§ **Excerpted passage**:
BEGIN
This October, for the second year in a row, I’ll be reviewing one horror movie each day! Respected classics, trashy and forgotten B-movies, both new frights and old… I love ‘em all. Well, some of them I’ll probably hate. We’ll see.

‘Cooties’ (2015)

Directed by: Jonathan Milott and Cary Murnion

Starring: Elijah Wood as “Clint”

Allison Pill as “Lucy”

Rainn Wilson as “Wade”

Nasim Pedrad as “Rebekkah”

Leigh Whannell as “Doug”

Cooper Roth as “Patriot”

The Plot

Wannabe horror writer Clint is having a pretty sucky Monday. He’s been called to substitute-teach at Fort Chicken Elementary, his old school, where he runs into Lucy, an old flame, and discovers that she’s dating a total jackass of a PE teacher named Wade. Clint’s novel-in-progress is about a man who buys a boat and doesn’t realize it’s “just the right amount of possessed,” and Wade won’t stop comparing it to Stephen King’s Christine. Feeling down on his luck and frustrated that his unfulfilling path in life has brought him back to the school he hated, he heads to class in time to watch a little girl eat a little boy’s face off.

Because, there’s a chicken nugget borne virus spreading rapidly through Fort Chicken Elementary, causing the children to transform from obnoxiously needy little idiots with no respect for authority, to obnoxiously needy little idiots with no respect for authority and an insatiable bloodlust! Armed with only what they can find in their classrooms, it’s up to Clint, Lucy, Wade, and the other teachers to destroy as many kid-zombies as they can in an attempt to escape the school and regain contact with the outside world.

My Review

Wade (Rainn Wilson) outruns zombie kids who want to eat him.

It wasn’t an intentional decision to start out my #31DaysOfHorror experience this year with back-to-back movies about how terrible children can be, but the pairing of Cooties and Children of the Corn III: Urban Harvest made a weird kind of sense. Cooties, for the record, is an infinitely better movie in just about every respect. It’s scarier when it wants to be, and when it’s going for humor, it nails the jokes more often than not… whereas the humor in Urban Harvest was pretty much entirely accidental.
END
§ **Raw data**:
BEGIN
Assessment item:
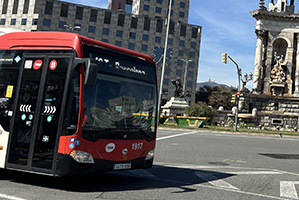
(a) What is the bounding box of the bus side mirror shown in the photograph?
END
§ **Activity list**:
- A) Duplicate the part of the Cooties review running from "Wade (Rainn Wilson)" down to "much entirely accidental.".
- B) In the Cooties review, what is the name of the elementary school where Clint is called to substitute-teach?
- C) Take the Cooties review further, continuing from its last sentence.

§ **Responses by task**:
- A)
Wade (Rainn Wilson) outruns zombie kids who want to eat him.

It wasn’t an intentional decision to start out my #31DaysOfHorror experience this year with back-to-back movies about how terrible children can be, but the pairing of Cooties and Children of the Corn III: Urban Harvest made a weird kind of sense. Cooties, for the record, is an infinitely better movie in just about every respect. It’s scarier when it wants to be, and when it’s going for humor, it nails the jokes more often than not… whereas the humor in Urban Harvest was pretty much entirely accidental.

- B) Fort Chicken Elementary

- C)
I loved just about every single minute of Cooties. The humor is delightfully weird — chicken puns abound — and the fantastic cast really sells material that could have fallen flat on its face in other hands. The supporting teachers (aside from Clint, Lucy, and Wade) are rather one-note, but they all make the most of that note. In particular, Nasim Pedrad’s gun-happy right-wing nutjob character, Rebekkah, is brilliant, as is Jack McBrayer’s probably-gay Tracy who just can’t seem to stop talking about his tennis instructor’s balls. Cooties made me miss Nasim on SNL, and, well 30 Rock in general. Also, I was delighted to see Lost’s Jorge Garcia show up as a security guard who overdoses on mushrooms right as the bloody kiddy carnage breaks loose; he doesn’t do much other than sit in his truck looking absolutely terrified to his core, but he’s hysterical.

Zombie movies from Night of the Living Dead (the birth of the modern zombie) to 28 Days Later (the birth of the modern modern zombie, a.k.a., virus zombies who run) have lent themselves extremely well to political readings, and Cooties has an interesting approach to this staple of the genre befitting of its status as a horror-comedy.

Patient Zero in the film is a little girl; she’s the student who tries to eat another student’s face. But that student whose face gets eaten is the actual Big Bad zombie of the film — er, Little Bad? — and he’s the character who bears the brunt of the film’s slight movements toward political allegory. Post-9/11 zombie films have tended to cast zombies as terrorists, a kind of invading force that threatens to upend the traditional American way of life by disrupting it from within, but Cooties seems to be aiming for something a little different… because this evil little zombie-boy’s name is Patriot.

“I was born on September 11th,” he tells Clint by way of explanation. “God sent me on that day. That’s why, on my 18th birthday, I’m joining the Marines… just to kick some towelhead ass.”

“Wow,” Clint says, “there’s a lot to unpack there.”

Minutes later, Patriot viciously slaughters the school nurse and then spends the rest of the movie leading the zombie-children in an uprising against the teachers. Oo-rah!

So, let me unpack for a minute! Literally naming him “Patriot” is a joke, yes, but it functions as a joke about zombie movies having political agendas, as much as serving as an overt clue to whatever exists of the movie’s political ethos. It’s not particularly subtle, either — Cooties thinks the real danger to American society isn’t some nebulous threat from abroad, who hate us for our freedoms, but instead is a function of how we’re indoctrinating our children into blind patriotism that often masks outright racism. Later in the movie, several teachers in a row make grandiose, on-the-nose speeches about how unappreciated teachers are, and how they deserve respect and money because they’re the ones raising the kids, while the parents are off doing who-knows-what-else instead. It’s a nice inversion of the typical zombies-as-invading-force metaphor that a lot of zombie films strive for, and, well, it provides a great excuse to indulge in grown adults utterly destroying masses of annoying children.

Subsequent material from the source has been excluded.